* Set task: Convert the records below into a two-column CSV with the headers input and output. Give one row per record, with its text in one quoted field, its answer in the other, line breaks replaced by spaces, and the pictures left out.

* Data for this exercise:
----
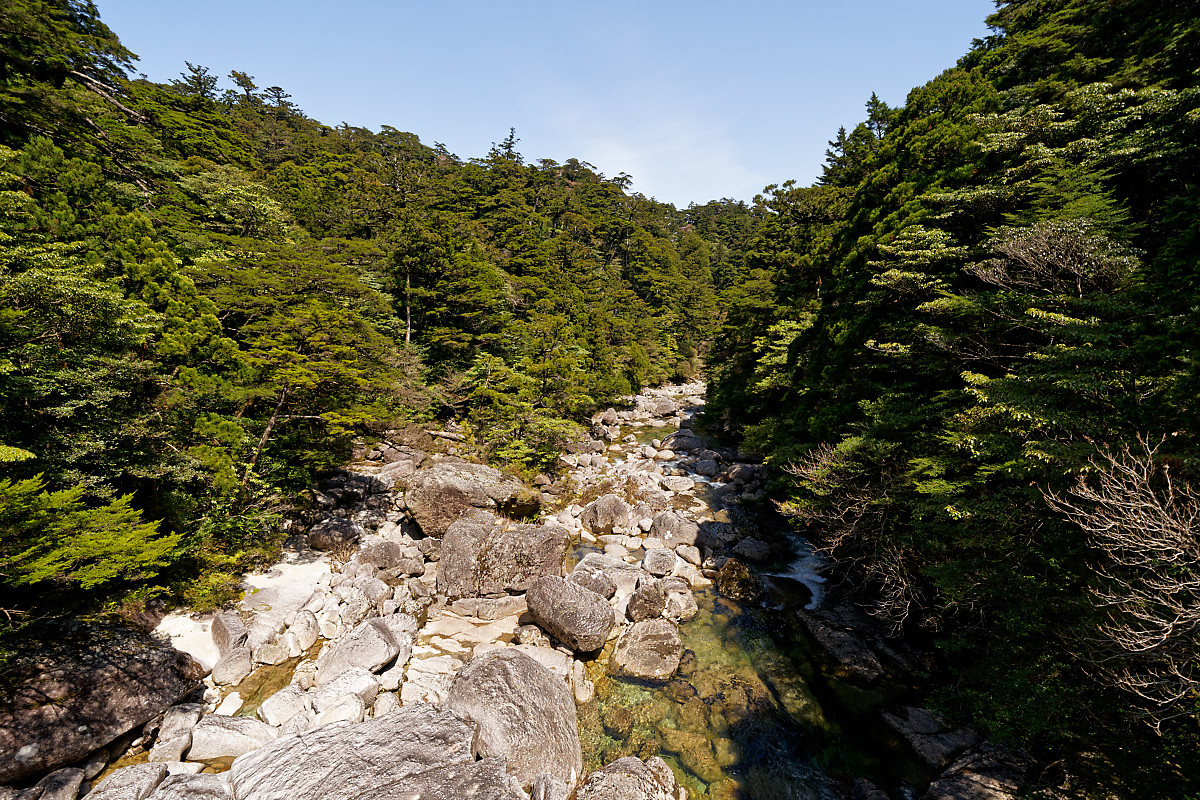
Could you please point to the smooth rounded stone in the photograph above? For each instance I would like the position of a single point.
(305, 630)
(597, 582)
(381, 552)
(283, 704)
(136, 782)
(673, 529)
(376, 590)
(525, 713)
(579, 618)
(349, 709)
(370, 645)
(354, 680)
(84, 684)
(624, 576)
(228, 632)
(659, 561)
(681, 607)
(678, 483)
(616, 551)
(648, 650)
(222, 737)
(737, 581)
(490, 608)
(385, 703)
(439, 494)
(604, 513)
(334, 531)
(342, 762)
(629, 779)
(683, 440)
(647, 602)
(60, 785)
(496, 557)
(753, 549)
(547, 787)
----
* Exercise response:
input,output
"Could you please point to the smooth rounded stone in the photograph above? For each instance I would like the position of a single point.","(305, 630) (597, 582) (381, 552) (283, 704) (136, 782) (673, 529) (376, 590) (525, 713) (579, 618) (349, 709) (370, 645) (354, 680) (84, 684) (624, 576) (228, 632) (659, 561) (681, 607) (678, 483) (616, 551) (648, 650) (222, 737) (737, 581) (490, 608) (385, 703) (439, 494) (604, 513) (334, 531) (342, 762) (629, 779) (683, 440) (647, 602) (60, 785) (496, 557) (753, 549) (547, 787)"